Start of INPUT DATA

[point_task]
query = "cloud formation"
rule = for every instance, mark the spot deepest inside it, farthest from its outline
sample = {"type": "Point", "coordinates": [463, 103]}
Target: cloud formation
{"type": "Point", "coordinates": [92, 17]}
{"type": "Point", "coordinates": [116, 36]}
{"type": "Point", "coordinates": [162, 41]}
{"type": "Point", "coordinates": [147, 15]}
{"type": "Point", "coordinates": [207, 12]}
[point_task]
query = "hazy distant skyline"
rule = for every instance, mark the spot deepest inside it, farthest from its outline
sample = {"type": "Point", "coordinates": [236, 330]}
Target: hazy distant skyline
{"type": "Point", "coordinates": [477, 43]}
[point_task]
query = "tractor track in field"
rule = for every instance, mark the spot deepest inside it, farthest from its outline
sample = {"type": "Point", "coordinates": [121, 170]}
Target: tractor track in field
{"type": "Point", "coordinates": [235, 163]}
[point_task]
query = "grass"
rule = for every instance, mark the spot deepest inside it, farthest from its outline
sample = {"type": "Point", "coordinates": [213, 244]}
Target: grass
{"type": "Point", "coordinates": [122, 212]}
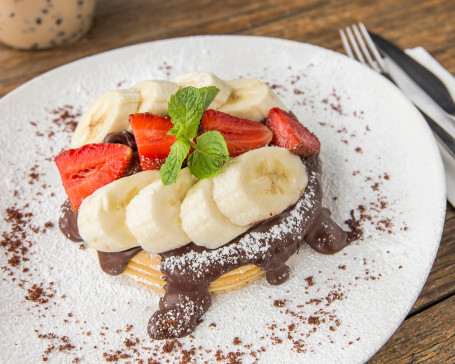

End of INPUT DATA

WHAT NEEDS TO BE DONE:
Show all lines from the data above in which the word "query" appears.

TASK ANSWER:
query = "cloud formation"
query = "hazy distant skyline"
query = "tractor track in field"
query = "grass"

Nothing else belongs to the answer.